**Required task**
Find each line in the data below that contains the string "Target" and copy those lines. Upper and lower case must match.

[Records from a collection]

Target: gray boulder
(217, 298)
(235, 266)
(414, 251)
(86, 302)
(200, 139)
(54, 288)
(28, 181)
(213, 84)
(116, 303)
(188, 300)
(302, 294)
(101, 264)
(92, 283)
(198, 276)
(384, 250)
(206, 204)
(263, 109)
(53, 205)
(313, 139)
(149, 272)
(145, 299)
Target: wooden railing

**Full response**
Target: gray boulder
Target: wooden railing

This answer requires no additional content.